- **BRIEF**
Needed from the data below: every line from the one with "instance of the sea" up to and including the one with "the rock in", repeated exactly and with nothing else.

- **INPUT DATA**
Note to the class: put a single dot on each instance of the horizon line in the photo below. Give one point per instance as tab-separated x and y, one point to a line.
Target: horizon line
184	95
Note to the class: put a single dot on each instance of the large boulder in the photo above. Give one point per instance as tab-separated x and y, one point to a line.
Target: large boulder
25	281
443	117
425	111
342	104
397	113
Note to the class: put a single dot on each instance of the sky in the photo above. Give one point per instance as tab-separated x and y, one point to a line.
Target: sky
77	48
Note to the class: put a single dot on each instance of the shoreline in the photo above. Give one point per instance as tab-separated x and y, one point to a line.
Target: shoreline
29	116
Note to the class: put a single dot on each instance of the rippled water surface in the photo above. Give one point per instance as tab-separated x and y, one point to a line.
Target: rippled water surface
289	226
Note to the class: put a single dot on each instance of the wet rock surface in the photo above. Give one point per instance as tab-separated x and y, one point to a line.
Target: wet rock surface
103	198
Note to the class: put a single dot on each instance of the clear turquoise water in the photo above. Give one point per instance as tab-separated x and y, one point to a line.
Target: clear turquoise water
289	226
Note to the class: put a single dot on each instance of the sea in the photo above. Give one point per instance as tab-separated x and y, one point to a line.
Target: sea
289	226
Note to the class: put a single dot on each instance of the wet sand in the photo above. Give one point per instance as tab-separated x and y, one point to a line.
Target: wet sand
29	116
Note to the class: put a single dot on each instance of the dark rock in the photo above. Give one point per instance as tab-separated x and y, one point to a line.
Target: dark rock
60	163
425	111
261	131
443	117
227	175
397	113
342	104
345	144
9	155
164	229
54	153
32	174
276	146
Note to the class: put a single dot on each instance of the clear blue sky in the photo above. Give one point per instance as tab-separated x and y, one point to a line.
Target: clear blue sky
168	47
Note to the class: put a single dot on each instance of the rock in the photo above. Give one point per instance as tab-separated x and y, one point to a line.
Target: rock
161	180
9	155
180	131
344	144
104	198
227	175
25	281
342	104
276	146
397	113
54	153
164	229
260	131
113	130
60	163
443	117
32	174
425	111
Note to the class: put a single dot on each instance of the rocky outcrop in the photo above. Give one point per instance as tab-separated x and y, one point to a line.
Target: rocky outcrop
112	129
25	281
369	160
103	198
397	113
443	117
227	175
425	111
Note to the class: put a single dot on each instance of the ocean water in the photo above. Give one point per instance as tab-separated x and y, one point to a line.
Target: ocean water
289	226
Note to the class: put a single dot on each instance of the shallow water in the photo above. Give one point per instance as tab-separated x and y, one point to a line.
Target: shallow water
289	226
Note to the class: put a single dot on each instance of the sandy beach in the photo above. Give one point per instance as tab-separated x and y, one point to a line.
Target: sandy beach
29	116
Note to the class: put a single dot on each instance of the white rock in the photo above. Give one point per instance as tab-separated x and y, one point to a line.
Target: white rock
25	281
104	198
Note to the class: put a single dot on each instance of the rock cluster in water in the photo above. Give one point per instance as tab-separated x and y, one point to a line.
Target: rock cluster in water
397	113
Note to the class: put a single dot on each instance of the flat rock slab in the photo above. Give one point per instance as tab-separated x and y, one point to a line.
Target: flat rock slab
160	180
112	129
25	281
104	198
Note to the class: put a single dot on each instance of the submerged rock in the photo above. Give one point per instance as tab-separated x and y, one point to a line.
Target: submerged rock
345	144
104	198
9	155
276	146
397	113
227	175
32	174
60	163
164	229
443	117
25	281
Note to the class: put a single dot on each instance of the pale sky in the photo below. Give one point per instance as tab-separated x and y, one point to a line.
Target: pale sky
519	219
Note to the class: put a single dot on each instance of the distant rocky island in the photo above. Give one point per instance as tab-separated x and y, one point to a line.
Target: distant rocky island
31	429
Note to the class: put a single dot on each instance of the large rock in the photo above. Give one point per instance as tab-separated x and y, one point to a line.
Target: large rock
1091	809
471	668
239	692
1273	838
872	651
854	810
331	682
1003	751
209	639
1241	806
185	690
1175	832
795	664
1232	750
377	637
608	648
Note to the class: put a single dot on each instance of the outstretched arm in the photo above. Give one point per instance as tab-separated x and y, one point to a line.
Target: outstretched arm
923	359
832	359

- **ANSWER SECTION**
Note to the class: put a single dot on each instance of the sea in the photo above. Give one point per instance as tab-separated x and y, one point to a line.
Target: sea
289	226
Note to the class: put a single dot on each instance of the wet sand in the photo above. Give one point per instance as tab-separated x and y, one point to a line.
Target: wet sand
29	116
Note to the class: put a single dot on each instance of the dark rock in the photo above. Give one point per instance as tab-separated x and y, one point to a line.
Target: dark rock
60	163
425	111
261	131
443	117
227	175
397	113
342	104
345	144
9	155
164	229
54	153
32	174
276	146
Note to the class: put a single dot on each instance of the clear blue sky in the photo above. Give one point per instance as tab-separated x and y, one point to a line.
Target: clear blue sky
168	47
Note to the class: put a single dot on each instance of the rock in the photo above. Give one point per instance as tab-separated x and y, one point to a line.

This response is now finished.